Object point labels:
## start

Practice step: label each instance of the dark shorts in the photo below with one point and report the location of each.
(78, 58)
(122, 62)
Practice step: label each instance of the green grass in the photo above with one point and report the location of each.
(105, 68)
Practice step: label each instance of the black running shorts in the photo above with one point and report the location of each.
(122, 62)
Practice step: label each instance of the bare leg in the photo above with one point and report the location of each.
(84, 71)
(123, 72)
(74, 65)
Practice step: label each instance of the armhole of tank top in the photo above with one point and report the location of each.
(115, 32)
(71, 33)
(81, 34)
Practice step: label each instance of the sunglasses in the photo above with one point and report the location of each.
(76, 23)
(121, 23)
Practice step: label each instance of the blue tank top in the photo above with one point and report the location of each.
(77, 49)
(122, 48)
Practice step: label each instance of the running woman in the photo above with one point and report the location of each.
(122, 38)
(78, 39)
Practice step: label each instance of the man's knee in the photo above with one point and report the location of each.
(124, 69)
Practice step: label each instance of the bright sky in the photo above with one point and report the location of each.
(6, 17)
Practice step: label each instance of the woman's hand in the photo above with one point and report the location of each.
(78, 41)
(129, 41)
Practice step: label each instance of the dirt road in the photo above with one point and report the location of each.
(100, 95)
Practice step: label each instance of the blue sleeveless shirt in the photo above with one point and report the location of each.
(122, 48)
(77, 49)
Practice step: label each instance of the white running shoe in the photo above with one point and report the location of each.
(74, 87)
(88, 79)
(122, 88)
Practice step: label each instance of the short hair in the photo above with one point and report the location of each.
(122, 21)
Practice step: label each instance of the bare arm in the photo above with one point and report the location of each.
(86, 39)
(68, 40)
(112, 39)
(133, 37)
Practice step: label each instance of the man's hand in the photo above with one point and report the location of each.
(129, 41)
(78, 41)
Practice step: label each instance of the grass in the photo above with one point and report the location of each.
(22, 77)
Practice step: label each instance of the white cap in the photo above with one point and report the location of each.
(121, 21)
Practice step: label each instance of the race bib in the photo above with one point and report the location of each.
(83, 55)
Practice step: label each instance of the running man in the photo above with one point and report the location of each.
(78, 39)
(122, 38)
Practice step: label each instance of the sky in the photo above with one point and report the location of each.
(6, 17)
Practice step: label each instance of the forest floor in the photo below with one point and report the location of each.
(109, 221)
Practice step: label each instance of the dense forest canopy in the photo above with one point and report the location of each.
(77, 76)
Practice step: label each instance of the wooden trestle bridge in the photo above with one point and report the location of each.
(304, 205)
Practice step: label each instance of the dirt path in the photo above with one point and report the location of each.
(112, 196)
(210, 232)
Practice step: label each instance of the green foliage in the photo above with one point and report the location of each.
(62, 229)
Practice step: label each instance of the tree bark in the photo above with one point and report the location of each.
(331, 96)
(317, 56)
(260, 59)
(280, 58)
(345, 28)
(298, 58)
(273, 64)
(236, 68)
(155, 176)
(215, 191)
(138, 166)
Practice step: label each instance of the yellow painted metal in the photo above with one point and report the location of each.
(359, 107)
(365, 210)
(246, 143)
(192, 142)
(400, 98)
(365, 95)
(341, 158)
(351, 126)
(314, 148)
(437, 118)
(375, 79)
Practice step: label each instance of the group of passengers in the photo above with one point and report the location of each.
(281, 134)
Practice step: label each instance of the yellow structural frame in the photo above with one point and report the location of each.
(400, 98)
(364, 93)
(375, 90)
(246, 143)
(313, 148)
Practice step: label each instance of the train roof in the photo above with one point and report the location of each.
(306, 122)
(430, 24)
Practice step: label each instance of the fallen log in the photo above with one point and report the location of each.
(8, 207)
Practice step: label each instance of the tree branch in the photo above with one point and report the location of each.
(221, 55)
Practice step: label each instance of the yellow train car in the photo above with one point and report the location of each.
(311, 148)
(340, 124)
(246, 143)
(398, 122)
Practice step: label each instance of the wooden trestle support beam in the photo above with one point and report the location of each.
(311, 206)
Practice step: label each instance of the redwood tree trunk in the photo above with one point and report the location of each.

## end

Problem to solve: Rewrite the data from the line containing "Practice step: label each instance of the yellow structural" through the last line, replacing "Practice step" with "Drill step" and leaving everything else unchanged.

Reply:
Drill step: label each instance of the yellow structural frame in the photo above with one point and report the location of each.
(400, 98)
(364, 93)
(375, 90)
(246, 143)
(313, 148)
Drill step: label each instance of the train roof in the photo above with one point and report the location of each.
(306, 122)
(430, 24)
Drill step: label each instance of the fallen log in the photo above with one point and report the location of each.
(8, 207)
Drill step: label each instance of the tree branch in the photo above with one point and report the location of each.
(221, 55)
Drill step: label each instance of the yellow train car in the photo above with one point and report the location of each.
(311, 148)
(340, 124)
(246, 143)
(398, 122)
Drill step: label each instance of the wooden trestle support beam in the photo above with one point and report the location of each.
(311, 206)
Drill step: label each instance of the redwood tree trunk in the photo above with one point and report the location of each.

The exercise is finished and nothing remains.